Directions -
a - Starting with "Section 12.5.3 covers" and going on through "for my diaphragm?", write out that part of the diaphragm shear FAQ word for word.
b - Continue the diaphragm shear FAQ from the point where it stops.

Supplied passage -

What does ACI 318-19 Section 12.5.3 actually check for diaphragms?

Section 12.5.3 covers in-plane shear strength of cast-in-place concrete diaphragms. It checks two things: first, that the nominal shear capacity Vn based on concrete and reinforcement is sufficient for the factored demand Vu; second, that the diaphragm cross-section is large enough to satisfy the dimensional limit, regardless of how much steel is provided. Both checks must pass independently.

What is Acv and how do I calculate it for my diaphragm?

Acv is the gross area of concrete bounded by the diaphragm web thickness and depth. For a solid slab diaphragm, it is typically the slab thickness multiplied by the depth of the diaphragm acting as a horizontal beam. If voids are present, such as from openings or topping slab discontinuities, reduce the gross area accordingly before entering it as your Acv input.

Why does the calculation cap sqrt(f'c) at 100 psi?

ACI 318-19 explicitly limits the value of sqrt(f'c) used in equations 12.5.3.3 and 12.5.3.4 to 100 psi. This cap prevents unconservative extrapolation of the concrete shear contribution for high-strength concretes, where the assumed linear relationship between tensile capacity and sqrt(f'c) becomes less reliable. The calculation enforces this cap automatically before computing Vn and Vlim.

What is the dimensional limit check and why can it govern over the strength check?

The dimensional limit from 12.5.3.4 sets an upper bound of phi times 8 times Acv times sqrt(f'c) on the shear demand regardless of reinforcement. It is a cross-section sizing requirement, not a reinforcement check. If your diaphragm is thin relative to the shear demand, the dimensional limit will govern even if the reinforcement ratio yields a passing strength check. The governing design strength phi V_design is taken as the lesser of the two limits.

Given data -
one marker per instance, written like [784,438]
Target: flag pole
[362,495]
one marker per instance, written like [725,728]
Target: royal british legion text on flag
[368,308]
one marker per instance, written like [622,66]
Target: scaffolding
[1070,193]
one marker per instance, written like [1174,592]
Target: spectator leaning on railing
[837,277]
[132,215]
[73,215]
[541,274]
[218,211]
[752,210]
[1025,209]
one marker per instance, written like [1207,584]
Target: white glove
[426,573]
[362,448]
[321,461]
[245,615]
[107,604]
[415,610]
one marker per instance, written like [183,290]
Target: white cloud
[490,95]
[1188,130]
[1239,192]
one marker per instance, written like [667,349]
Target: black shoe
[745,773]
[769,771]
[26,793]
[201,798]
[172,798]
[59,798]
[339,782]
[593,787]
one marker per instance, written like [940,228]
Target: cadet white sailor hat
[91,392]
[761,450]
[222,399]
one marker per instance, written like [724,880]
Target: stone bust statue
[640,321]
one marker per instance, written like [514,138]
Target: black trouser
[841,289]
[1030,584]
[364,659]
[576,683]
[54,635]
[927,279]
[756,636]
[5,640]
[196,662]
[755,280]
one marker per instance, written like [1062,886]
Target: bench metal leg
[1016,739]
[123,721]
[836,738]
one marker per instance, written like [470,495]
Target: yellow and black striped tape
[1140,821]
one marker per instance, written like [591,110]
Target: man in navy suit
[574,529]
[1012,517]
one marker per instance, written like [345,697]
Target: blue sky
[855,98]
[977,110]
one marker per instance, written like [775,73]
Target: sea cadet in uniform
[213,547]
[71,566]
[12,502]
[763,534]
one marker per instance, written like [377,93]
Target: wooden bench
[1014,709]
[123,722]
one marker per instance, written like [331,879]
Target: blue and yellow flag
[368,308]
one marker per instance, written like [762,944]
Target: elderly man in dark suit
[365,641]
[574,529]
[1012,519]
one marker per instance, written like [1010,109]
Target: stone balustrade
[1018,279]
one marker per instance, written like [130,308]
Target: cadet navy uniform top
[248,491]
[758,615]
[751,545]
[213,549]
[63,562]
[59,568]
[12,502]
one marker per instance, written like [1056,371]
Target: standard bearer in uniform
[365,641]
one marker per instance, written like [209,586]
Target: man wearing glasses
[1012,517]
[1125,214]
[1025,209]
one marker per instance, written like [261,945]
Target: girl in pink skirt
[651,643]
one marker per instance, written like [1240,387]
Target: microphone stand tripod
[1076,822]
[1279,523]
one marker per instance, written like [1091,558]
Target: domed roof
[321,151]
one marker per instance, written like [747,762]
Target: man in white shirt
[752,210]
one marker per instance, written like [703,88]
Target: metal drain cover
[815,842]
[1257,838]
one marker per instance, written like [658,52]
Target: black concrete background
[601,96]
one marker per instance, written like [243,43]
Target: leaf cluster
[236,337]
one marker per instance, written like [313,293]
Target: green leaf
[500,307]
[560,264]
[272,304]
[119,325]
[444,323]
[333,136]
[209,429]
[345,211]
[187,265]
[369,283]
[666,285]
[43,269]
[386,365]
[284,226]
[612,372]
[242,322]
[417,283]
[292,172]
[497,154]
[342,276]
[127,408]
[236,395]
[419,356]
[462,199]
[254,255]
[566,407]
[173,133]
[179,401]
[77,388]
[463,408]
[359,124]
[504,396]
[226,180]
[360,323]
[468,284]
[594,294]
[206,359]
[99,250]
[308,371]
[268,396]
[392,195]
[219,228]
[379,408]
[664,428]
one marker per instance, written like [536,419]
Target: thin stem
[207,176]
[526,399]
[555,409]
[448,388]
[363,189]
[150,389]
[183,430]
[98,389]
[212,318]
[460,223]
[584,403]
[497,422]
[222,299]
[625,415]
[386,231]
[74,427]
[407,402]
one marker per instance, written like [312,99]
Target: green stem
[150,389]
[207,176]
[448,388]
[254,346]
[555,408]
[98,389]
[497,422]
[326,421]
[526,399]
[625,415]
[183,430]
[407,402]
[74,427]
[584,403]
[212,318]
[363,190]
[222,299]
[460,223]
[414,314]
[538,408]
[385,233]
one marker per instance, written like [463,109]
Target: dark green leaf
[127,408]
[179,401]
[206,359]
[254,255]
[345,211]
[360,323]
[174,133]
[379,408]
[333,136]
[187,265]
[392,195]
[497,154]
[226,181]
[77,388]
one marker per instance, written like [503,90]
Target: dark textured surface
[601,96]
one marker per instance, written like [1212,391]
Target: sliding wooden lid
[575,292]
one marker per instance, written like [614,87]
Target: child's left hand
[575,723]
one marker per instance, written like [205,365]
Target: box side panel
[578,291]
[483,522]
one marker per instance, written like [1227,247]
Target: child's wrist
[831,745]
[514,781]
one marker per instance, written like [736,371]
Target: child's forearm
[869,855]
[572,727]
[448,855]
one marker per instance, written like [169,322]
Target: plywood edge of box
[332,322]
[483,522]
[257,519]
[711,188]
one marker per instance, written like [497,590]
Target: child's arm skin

Responses to the tasks -
a -
Section 12.5.3 covers in-plane shear strength of cast-in-place concrete diaphragms. It checks two things: first, that the nominal shear capacity Vn based on concrete and reinforcement is sufficient for the factored demand Vu; second, that the diaphragm cross-section is large enough to satisfy the dimensional limit, regardless of how much steel is provided. Both checks must pass independently.

What is Acv and how do I calculate it for my diaphragm?

b -
What value of phi should I use, and when would it be less than 0.75?

The default strength reduction factor for diaphragm shear under ACI 318-19 12.5.3.2 is 0.75. A lesser value may be required when seismic provisions apply and the diaphragm is part of a system where capacity-design requirements or special structural wall provisions impose a lower phi. Check your governing seismic design category and system requirements before accepting the default 0.75.

How do I set rho_t correctly for my reinforcement layout?

rho_t is the distributed reinforcement ratio for bars oriented parallel to the direction of in-plane shear being checked. Calculate it as the total steel area per unit length in that direction divided by the diaphragm web thickness. Note that diaphragm chord reinforcement and collector steel are not included here; rho_t covers only the distributed web reinforcement contributing to shear resistance.